Task:
Exactly the lines from the one containing "Would you be able to indicate the door panel" through the end of the data below are to be reproduced, and nothing besides them.

Given records:
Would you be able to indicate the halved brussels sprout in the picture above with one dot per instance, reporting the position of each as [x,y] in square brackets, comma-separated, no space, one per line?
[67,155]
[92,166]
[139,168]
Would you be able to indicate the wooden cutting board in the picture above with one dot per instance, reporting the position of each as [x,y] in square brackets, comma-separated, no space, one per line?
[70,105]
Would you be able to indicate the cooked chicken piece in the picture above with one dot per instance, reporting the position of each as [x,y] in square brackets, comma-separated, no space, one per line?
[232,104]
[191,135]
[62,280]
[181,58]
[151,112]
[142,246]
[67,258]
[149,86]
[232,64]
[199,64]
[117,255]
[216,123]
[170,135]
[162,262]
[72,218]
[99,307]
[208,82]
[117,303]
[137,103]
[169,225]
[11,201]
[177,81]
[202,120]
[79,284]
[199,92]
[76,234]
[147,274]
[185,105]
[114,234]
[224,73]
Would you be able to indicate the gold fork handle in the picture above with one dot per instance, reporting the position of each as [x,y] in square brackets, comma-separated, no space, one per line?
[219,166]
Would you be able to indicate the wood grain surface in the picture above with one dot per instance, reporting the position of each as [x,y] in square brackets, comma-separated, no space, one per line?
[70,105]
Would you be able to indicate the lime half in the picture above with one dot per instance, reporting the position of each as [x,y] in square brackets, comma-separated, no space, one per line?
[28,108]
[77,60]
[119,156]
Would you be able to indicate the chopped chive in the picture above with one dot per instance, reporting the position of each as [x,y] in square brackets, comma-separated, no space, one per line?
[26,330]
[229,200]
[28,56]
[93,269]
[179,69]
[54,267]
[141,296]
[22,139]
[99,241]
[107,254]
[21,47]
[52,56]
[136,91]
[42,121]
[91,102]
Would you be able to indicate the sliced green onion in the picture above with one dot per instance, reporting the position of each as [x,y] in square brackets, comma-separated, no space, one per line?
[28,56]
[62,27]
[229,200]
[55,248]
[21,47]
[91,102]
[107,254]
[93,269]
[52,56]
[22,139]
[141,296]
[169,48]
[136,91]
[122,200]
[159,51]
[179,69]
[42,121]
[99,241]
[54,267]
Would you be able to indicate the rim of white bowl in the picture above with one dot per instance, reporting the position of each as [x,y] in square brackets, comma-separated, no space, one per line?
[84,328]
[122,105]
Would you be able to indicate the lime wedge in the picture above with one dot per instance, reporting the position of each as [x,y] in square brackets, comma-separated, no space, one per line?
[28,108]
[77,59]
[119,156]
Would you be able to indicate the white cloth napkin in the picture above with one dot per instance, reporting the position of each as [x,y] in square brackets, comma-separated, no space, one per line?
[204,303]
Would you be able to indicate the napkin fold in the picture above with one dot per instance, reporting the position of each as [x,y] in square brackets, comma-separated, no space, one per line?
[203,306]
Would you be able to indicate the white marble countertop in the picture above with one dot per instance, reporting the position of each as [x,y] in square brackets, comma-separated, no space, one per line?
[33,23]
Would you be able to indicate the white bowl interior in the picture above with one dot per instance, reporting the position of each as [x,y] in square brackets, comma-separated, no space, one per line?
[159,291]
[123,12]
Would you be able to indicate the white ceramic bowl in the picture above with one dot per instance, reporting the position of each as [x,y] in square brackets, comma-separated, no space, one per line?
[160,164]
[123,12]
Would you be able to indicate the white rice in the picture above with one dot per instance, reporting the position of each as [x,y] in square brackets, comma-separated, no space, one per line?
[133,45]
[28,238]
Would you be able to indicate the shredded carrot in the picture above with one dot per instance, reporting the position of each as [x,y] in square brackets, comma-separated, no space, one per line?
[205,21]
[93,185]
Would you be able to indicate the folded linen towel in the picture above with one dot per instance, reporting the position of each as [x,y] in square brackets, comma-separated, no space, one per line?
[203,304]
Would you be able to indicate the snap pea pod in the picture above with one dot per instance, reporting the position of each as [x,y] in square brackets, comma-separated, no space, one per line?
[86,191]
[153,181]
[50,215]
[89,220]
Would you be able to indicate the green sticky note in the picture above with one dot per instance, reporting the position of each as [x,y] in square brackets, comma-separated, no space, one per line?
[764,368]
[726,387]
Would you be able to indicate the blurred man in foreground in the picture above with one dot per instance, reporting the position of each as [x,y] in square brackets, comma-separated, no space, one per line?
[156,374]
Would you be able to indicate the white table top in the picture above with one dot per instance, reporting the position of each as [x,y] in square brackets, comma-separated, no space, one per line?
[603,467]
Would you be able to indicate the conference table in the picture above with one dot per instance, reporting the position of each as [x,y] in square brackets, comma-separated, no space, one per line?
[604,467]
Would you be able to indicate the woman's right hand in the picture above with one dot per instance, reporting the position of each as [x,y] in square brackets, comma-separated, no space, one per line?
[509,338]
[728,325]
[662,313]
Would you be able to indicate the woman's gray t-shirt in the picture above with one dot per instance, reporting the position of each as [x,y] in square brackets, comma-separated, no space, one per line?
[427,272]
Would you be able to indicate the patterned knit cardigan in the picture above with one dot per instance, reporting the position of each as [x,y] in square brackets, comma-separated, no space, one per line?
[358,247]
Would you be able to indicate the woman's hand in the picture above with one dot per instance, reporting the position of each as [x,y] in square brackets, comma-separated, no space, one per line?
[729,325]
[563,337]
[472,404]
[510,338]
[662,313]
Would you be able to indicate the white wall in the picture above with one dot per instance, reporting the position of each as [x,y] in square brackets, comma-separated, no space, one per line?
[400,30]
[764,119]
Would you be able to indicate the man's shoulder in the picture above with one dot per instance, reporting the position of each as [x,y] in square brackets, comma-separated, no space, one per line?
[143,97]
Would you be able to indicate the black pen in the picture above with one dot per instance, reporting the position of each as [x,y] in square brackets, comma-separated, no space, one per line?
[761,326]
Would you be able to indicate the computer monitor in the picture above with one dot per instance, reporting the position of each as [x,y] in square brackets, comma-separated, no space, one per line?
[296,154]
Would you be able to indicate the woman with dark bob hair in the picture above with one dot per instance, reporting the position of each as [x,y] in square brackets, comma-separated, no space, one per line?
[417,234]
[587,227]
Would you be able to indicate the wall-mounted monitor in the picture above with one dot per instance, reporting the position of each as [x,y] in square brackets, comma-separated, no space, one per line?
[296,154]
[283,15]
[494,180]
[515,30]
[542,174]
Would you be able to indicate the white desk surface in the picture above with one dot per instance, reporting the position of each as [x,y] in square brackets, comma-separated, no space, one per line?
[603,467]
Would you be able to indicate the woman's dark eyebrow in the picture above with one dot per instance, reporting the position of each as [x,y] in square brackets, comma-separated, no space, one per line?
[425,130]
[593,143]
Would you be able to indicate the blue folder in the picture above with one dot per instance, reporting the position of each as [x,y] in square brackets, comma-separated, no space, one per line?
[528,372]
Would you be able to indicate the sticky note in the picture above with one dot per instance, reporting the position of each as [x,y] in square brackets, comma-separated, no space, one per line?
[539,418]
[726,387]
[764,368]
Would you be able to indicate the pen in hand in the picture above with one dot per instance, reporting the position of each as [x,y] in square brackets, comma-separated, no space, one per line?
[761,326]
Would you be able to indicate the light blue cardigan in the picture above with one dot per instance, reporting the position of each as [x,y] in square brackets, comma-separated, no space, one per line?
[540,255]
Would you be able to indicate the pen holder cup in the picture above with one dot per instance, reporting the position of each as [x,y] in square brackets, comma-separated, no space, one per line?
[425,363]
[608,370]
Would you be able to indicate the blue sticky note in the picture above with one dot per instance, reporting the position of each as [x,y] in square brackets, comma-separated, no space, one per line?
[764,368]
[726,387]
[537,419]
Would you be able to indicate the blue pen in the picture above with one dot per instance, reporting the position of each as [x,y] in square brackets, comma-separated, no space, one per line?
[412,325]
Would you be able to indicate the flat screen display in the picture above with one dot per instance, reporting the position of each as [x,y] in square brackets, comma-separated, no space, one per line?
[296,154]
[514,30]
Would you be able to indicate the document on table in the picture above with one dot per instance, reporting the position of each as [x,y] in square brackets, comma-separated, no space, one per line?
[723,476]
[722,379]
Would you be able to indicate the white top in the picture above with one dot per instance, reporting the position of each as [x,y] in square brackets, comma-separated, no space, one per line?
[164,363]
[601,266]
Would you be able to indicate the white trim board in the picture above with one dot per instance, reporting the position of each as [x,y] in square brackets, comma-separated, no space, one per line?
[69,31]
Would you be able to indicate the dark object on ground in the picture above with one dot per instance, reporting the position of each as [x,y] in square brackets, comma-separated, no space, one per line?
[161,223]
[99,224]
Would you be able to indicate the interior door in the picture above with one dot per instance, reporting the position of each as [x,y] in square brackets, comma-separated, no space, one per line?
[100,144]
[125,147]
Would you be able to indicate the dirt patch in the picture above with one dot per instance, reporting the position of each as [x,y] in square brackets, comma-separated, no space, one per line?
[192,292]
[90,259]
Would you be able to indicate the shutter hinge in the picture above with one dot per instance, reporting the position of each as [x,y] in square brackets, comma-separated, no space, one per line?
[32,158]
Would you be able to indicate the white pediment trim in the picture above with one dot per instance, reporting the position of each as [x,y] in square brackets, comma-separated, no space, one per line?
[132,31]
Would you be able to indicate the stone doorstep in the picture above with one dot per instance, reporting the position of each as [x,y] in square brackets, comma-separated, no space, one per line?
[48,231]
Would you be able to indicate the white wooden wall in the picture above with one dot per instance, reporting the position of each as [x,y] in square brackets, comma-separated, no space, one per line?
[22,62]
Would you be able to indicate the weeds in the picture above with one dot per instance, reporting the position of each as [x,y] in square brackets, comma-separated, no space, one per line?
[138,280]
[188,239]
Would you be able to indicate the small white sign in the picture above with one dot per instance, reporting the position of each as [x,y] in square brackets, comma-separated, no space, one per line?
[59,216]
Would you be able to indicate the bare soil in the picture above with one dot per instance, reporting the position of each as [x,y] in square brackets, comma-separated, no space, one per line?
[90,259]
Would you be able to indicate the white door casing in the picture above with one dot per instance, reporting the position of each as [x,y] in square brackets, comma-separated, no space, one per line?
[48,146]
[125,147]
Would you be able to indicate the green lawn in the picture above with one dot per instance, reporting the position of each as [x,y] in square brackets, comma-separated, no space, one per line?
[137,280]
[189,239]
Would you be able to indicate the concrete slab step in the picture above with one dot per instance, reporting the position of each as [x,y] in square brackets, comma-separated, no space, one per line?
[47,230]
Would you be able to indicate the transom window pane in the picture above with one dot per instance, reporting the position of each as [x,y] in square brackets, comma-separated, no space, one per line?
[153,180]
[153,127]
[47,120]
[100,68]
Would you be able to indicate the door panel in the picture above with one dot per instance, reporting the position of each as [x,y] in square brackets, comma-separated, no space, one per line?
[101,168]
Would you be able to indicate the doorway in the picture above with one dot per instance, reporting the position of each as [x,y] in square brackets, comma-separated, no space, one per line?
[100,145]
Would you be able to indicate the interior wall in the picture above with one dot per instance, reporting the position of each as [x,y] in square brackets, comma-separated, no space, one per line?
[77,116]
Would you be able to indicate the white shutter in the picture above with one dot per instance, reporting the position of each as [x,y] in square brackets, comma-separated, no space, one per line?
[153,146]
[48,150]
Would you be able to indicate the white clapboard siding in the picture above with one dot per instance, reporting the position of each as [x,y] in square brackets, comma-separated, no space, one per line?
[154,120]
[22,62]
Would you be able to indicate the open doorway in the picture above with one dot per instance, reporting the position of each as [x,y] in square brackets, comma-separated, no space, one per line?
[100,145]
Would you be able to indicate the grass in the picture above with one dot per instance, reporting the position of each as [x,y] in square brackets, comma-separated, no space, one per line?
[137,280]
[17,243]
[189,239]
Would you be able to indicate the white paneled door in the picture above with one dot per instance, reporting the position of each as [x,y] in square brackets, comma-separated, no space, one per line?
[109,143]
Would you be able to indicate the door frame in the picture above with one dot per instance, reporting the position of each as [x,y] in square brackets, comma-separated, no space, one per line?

Task output:
Would you be able to indicate the door panel in the picture above with one dot per instance, reporting the position of each as [x,y] in square brackets, comma-separated, no space, one per line?
[101,168]
Would you be able to indicate the doorway in the picture above with one dot per instance, reporting the position of each as [x,y] in square brackets, comma-separated, no space, one per line?
[100,145]
Would you be able to indicate the interior wall in the picture above with one dot per instance, reporting the position of each as [x,y] in square brackets, comma-separated, no space, one per line?
[77,116]
Would you be able to indicate the white shutter in the picture above with one dot per instance, reporting the position of each as [x,y] in square brackets, comma-separated, no space, one per line?
[153,146]
[48,150]
Would you be able to indicate the white clapboard siding in the picture above with one dot per instance, reporting the position of each as [x,y] in square brackets, comma-separated, no space, one per line?
[154,120]
[22,62]
Would you be able to indicate the open doorway in the picture above with one dot per instance, reporting the position of each as [x,y] in square brackets, comma-separated, no space, one per line?
[100,145]
Would you be able to indicate the grass in the picture above with one dot per instance, reporting the position of each as [x,y] in square brackets, comma-separated, no space, one per line?
[137,280]
[17,243]
[189,239]
Would you be able to indicate the white paneled door in the picture above with one dot per instance, reporting the position of each as [x,y] in square brackets, comma-separated, no space, one per line?
[109,143]
Would you be able to indicate the door frame in the picture above with one dot per instance, reporting the position of each as [x,y] in square brackets, comma-separated, no space, one per line?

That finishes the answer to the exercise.